* Extract provided
▶

Page MenuHomeFreeBSD

Use a dedicated per-CPU stack for machine check exceptions.
ClosedPublic

Authored by jhb on Jan 17 2018, 11:24 PM.

Details

Summary

Similar to NMIs, machine check exceptions can fire at any time and are
not masked by IF. This means that machine checks can fire when the
kstack is too deep to hold a trap frame, or at critical sections in
trap handlers when a user %gs is used with a kernel %cs. Use the same
strategy used for NMIs of using a dedicated per-CPU stack configured
in IST 3. Store the CPU's pcpu pointer at the stop of the stack so
that the machine check handler can reliably find the proper value for
%gs (also borrowed from NMIs).

This should also fix a similar issue with PTI with a MC# occurring while
the CPU is executing on the trampoline stack.

◀

* Listing
▶

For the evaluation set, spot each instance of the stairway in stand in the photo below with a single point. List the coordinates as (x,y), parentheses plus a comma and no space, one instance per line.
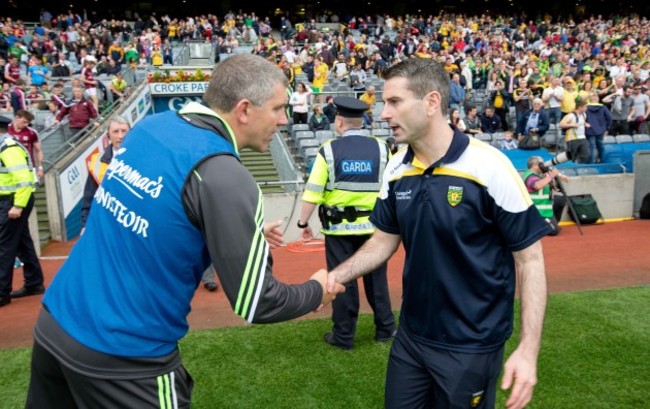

◀
▶

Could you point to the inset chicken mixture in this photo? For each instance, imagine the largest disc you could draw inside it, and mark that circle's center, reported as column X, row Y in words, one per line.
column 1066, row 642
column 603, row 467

◀

* Problems to work on
A. Decide whether each statement agrees with the machine check stack summary above the records. Answer yes or no for each and quote the deciding words: (i) Machine check exceptions are masked by IF. (ii) The dedicated per-CPU stack for machine checks is configured in IST 3. (iii) The change was authored by jhb on Jan 17 2018.
B. Please extend the machine check stack summary, picking up after its final sentence.

* In response
A.
(i) No: "not masked by IF."
(ii) Yes: "a dedicated per-CPU stack configured in IST 3"
(iii) Yes: "Authored by jhb on Jan 17 2018, 11:24 PM."

B.
While here, bypass trap() entirely and just call mca_intr(). This avoids
a bogus call to kdb_reenter() (there's no reason to try to reenter kdb if
a MC# is raised).

Test Plan
  • I booted a kernel both with and without PTI, so I didn't break anything very basic, but I don't have a way to provoke an MC# to test the MC# path.

Diff Detail

Repository
rS FreeBSD src repository - subversion
Lint
Automatic diff as part of commit; lint not applicable.
Unit
Automatic diff as part of commit; unit tests not applicable.

Event Timeline

In pmap.c:pmap_pti_init(), add the ist 3 stacks to pti user mappings.

sys/amd64/amd64/exception.S
761 ↗(On Diff #38121)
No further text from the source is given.